= ABOUT THIS TASK =
Within the entries underneath, how many lines include the string "every"? State only the number.

── DATASET EXCERPTS ──

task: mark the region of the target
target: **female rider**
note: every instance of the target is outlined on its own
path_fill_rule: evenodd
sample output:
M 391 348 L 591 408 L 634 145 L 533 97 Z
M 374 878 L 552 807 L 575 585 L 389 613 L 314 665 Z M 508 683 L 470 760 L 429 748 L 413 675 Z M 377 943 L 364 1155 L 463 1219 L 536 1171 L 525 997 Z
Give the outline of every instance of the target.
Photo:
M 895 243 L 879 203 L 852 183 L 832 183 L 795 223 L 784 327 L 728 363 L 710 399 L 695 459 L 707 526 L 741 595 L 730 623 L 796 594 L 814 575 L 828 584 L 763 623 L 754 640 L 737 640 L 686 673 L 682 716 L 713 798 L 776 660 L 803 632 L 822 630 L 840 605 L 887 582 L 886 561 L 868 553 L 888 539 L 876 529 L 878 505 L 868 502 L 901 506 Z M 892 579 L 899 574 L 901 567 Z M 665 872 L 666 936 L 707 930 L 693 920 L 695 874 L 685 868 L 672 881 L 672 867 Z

───

= OUTPUT FOR THIS EXERCISE =
2